**WHAT YOU WILL DO:** Copy out every line of the data exactly; do not include the images.

--- DATA UNDER STUDY ---

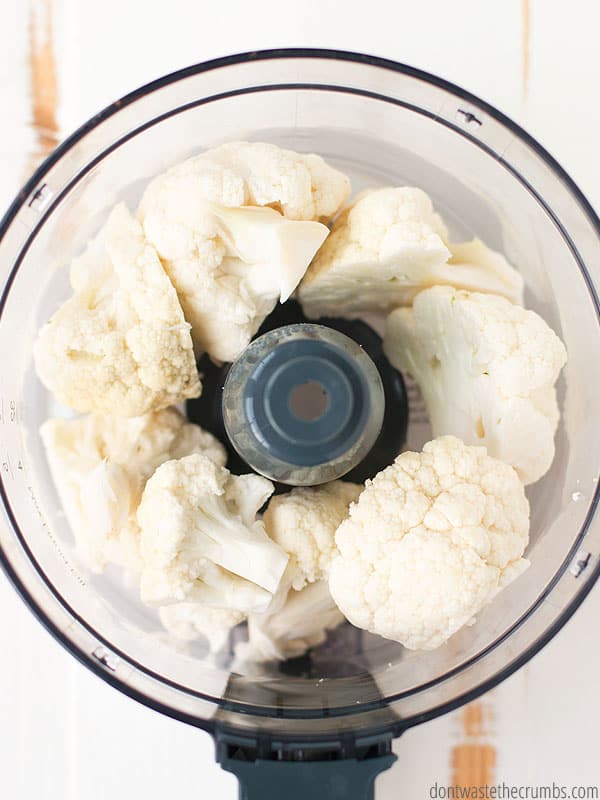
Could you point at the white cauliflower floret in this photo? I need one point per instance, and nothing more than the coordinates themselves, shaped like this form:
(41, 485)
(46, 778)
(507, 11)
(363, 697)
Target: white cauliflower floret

---

**EXERCISE SOLUTION:**
Could you point at the white cauliflower floret in this photo? I need one point per instance, and nothing more than the coordinates themselves, shaped like this form:
(41, 485)
(46, 778)
(507, 11)
(363, 697)
Target: white cauliflower floret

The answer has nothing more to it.